- [TEXT UNDER STUDY]
▼

A significant association with DKD risk was observed only under specific conditions. After stratifying T2DM patients by TG levels, we found that in the normal TG subgroup, carriers of the combined GA and AA genotypes had a significantly higher risk of DKD compared to GG genotype carriers in the dominant model (OR 1.598; P = 0.022). This suggests that the effect of this polymorphism on DKD risk may be dependent on lipid metabolic status. Furthermore, within the DKD normal TG subgroup, the AA genotype was linked with more favorable lipid profiles, including lower TG and LDL-C levels. This may be related to PGC-1α’s function as a nuclear receptor agonist that regulates lipid metabolism[21]. PGC-1α can upregulate the activity of liver X receptors (LXRs) and peroxisome proliferator-activated receptors (PPARs)[21]. LXRs control cholesterol reverse transport and intake, regulating cholesterol efflux via ABCA1 and ATP-binding cassette sub-family G member 1 (ABCG1), thus reversing cholesterol transport[22]. LXR activation is generally thought to slow atherosclerosis progression[22,23]. Peroxisome proliferator-activated receptor (PPAR)α participates in fatty acid oxidation, while PPARγ can increase fatty acid oxidation and oxidative phosphorylation to accelerate glycerol release[24,25]. In patients with non-alcoholic fatty liver disease (NAFLD), hepatic PGC-1α expression decreases by 40%, leading to insulin resistance, abnormal lipid accumulation, and mitochondrial dysfunction[26]. In diabetic kidneys, PGC-1α mRNA level decreases[27]. Murine studies show that reduced PGC-1α expression in insulin-sensitive tissues decreases glucose tolerance and insulin sensitivity, supporting the notion that diminished PGC-1α expression could increase DM risk[28]. Human studies have reported decreased PGC-1α mRNA expression in muscle and adipose tissue of DM patients[29]. A noticeable correlation exists between PGC-1α protein levels in adipose tissue and decreased insulin sensitivity[30]. Therefore, any genetic variables affecting PGC-1α expression could potentially contribute to the development and progression of conditions such as DM and DKD.

▲

- [RECORDED INFORMATION]
▼

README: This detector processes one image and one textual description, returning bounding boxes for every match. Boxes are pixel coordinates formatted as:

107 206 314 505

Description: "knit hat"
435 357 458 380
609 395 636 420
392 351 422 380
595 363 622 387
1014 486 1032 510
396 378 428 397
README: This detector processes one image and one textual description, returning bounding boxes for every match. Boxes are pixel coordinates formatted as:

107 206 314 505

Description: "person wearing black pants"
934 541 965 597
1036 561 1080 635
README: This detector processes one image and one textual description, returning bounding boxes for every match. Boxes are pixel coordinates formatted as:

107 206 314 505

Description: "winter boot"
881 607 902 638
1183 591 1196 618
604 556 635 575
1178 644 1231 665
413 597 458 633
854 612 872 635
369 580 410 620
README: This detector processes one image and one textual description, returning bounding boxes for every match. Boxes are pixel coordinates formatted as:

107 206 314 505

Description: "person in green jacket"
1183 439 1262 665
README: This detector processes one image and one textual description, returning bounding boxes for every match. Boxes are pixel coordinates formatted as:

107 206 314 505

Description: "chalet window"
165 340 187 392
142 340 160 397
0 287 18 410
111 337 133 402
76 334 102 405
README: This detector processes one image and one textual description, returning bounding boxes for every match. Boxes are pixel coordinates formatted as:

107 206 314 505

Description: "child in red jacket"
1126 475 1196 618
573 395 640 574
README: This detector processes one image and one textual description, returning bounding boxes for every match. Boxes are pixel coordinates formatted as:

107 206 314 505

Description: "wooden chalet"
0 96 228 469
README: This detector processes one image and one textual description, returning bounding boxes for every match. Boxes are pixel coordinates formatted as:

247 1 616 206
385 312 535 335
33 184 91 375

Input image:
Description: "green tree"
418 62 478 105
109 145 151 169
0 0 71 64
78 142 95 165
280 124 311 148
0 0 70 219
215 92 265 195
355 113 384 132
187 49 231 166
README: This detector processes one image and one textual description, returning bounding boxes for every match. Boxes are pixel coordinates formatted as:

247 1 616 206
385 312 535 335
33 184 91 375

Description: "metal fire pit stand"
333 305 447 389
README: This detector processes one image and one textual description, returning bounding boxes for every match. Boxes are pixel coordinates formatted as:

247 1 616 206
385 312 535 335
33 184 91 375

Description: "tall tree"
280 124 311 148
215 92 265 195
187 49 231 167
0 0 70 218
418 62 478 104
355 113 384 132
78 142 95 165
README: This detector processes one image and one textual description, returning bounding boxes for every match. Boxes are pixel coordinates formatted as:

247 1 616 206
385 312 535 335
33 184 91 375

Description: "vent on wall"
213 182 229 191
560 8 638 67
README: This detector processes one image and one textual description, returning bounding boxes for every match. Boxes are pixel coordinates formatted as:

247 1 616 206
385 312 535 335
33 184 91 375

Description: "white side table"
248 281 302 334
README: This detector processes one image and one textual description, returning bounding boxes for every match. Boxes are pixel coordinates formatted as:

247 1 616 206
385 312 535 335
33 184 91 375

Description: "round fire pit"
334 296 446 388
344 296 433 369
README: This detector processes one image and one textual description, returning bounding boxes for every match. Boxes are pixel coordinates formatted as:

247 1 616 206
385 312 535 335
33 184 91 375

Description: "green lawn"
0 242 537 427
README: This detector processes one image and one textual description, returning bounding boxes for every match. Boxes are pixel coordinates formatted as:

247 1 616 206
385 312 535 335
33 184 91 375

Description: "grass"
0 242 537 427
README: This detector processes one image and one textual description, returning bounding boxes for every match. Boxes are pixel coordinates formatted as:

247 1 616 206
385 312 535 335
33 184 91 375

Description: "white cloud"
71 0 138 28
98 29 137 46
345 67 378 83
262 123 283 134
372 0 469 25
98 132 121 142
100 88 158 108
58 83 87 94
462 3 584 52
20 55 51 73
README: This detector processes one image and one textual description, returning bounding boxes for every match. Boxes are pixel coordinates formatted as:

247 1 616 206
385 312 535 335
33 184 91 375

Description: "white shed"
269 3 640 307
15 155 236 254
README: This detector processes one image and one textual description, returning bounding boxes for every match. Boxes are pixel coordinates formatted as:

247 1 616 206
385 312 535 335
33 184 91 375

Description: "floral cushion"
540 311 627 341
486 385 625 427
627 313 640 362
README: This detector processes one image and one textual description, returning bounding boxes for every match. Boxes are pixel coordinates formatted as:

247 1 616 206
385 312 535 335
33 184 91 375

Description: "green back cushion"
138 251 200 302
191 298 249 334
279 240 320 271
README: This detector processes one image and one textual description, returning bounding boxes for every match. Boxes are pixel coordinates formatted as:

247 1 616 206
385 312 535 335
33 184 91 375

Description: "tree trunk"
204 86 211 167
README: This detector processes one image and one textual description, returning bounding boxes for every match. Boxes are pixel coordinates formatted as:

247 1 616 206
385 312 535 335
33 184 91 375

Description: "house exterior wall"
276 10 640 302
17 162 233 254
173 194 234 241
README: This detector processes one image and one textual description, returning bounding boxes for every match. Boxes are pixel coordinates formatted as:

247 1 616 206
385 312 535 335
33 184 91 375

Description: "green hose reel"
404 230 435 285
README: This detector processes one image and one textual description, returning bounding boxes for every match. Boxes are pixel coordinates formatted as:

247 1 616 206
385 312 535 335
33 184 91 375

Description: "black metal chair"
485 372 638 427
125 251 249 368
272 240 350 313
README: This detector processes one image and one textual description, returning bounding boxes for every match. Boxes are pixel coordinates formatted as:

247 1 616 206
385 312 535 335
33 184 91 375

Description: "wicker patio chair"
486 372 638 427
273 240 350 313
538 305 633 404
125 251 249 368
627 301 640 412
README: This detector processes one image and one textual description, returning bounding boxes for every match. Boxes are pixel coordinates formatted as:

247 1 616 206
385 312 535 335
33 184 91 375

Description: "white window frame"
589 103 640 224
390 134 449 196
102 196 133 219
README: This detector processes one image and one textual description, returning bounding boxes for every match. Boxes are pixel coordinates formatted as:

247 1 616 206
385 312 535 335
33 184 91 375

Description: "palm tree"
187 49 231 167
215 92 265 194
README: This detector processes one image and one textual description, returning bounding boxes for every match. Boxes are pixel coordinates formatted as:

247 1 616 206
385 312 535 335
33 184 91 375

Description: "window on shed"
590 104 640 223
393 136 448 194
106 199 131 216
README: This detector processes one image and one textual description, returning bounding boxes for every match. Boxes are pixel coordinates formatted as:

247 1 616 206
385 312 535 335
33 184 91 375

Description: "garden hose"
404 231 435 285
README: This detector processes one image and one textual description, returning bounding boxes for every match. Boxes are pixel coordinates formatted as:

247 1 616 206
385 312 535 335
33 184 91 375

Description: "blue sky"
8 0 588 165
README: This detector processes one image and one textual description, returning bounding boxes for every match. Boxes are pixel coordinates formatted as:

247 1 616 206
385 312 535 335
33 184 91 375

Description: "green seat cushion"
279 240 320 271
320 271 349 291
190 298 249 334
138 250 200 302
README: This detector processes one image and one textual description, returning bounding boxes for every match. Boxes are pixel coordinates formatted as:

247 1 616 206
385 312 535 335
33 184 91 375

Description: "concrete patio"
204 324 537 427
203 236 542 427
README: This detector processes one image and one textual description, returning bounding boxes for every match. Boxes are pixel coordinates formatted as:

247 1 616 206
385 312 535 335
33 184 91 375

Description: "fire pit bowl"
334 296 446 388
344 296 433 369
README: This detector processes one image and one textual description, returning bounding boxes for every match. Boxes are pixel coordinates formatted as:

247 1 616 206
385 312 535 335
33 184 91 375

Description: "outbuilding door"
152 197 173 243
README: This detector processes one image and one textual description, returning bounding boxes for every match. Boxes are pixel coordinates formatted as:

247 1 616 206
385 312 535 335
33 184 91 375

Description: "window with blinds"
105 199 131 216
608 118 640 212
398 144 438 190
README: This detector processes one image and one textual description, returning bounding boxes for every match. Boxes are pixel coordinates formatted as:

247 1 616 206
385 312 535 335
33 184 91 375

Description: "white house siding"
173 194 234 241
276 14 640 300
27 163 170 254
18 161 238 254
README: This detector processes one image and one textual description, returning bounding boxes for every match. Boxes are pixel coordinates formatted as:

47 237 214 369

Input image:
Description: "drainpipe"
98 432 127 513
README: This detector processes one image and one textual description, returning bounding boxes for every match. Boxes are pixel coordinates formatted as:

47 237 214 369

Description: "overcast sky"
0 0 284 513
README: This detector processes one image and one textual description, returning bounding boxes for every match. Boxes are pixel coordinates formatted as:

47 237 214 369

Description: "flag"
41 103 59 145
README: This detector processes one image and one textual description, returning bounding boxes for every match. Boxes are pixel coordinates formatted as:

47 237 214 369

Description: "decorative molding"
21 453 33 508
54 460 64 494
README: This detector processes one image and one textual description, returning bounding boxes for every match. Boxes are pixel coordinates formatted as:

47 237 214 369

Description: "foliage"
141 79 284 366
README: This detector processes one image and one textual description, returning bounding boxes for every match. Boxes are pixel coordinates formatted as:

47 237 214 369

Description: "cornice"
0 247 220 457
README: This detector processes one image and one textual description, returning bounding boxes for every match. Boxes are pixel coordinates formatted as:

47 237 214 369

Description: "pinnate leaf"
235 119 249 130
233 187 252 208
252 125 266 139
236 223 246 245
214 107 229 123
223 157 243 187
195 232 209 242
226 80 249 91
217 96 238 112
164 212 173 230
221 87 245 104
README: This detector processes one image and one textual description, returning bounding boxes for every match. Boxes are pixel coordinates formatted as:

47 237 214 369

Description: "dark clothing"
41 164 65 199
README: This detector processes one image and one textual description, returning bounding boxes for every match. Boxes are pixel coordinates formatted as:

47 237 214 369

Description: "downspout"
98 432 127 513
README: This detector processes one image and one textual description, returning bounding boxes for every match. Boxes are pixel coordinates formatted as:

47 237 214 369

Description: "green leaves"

▲

- [WHAT IS BEING ASKED] Please state, according to the passage on PGC-1α and diabetic kidney disease, how much hepatic PGC-1α expression decreases in patients with non-alcoholic fatty liver disease.

- [SOLUTION TO THE PROBLEM] It decreases by 40%.